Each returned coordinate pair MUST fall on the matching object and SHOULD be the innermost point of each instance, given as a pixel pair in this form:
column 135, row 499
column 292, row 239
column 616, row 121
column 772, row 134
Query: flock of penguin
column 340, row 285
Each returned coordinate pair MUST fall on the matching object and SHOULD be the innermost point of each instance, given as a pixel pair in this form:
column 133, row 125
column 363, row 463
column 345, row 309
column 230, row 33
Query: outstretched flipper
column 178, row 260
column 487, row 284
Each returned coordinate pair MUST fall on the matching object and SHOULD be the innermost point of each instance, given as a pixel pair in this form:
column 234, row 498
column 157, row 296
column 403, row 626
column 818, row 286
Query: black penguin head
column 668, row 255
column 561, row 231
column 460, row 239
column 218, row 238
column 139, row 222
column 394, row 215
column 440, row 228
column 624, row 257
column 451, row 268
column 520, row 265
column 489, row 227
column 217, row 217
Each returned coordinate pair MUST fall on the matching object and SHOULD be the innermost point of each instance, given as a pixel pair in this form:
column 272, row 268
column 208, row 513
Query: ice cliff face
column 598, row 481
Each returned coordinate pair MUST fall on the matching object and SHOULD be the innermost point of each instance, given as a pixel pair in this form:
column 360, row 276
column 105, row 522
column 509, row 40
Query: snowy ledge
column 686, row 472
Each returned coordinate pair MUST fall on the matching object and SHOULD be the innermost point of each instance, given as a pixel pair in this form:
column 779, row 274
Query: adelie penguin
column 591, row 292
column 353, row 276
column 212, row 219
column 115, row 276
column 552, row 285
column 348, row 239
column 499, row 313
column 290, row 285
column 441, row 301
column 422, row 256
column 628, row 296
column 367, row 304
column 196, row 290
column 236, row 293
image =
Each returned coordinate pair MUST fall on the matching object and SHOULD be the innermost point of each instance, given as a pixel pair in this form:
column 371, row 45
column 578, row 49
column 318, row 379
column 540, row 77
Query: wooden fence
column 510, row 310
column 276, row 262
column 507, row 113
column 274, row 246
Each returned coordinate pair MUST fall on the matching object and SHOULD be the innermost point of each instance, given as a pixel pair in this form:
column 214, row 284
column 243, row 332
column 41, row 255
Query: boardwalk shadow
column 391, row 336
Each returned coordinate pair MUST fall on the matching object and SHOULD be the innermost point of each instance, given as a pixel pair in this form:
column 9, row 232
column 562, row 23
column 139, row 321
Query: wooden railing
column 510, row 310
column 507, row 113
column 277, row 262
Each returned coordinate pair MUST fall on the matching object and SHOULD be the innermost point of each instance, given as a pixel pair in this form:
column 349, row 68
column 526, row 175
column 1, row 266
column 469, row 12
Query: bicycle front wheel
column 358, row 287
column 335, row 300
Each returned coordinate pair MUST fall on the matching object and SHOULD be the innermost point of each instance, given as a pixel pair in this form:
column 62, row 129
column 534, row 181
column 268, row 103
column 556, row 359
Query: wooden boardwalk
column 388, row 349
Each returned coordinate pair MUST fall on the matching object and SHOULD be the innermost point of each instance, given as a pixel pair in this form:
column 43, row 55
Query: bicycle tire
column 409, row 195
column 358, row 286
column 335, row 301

· · · ·

# Instructions to follow
Among the entries above, find the line with "column 157, row 296" and the line with "column 818, row 286"; give again exactly these two lines and all lines between them.

# Response below
column 157, row 296
column 403, row 626
column 818, row 286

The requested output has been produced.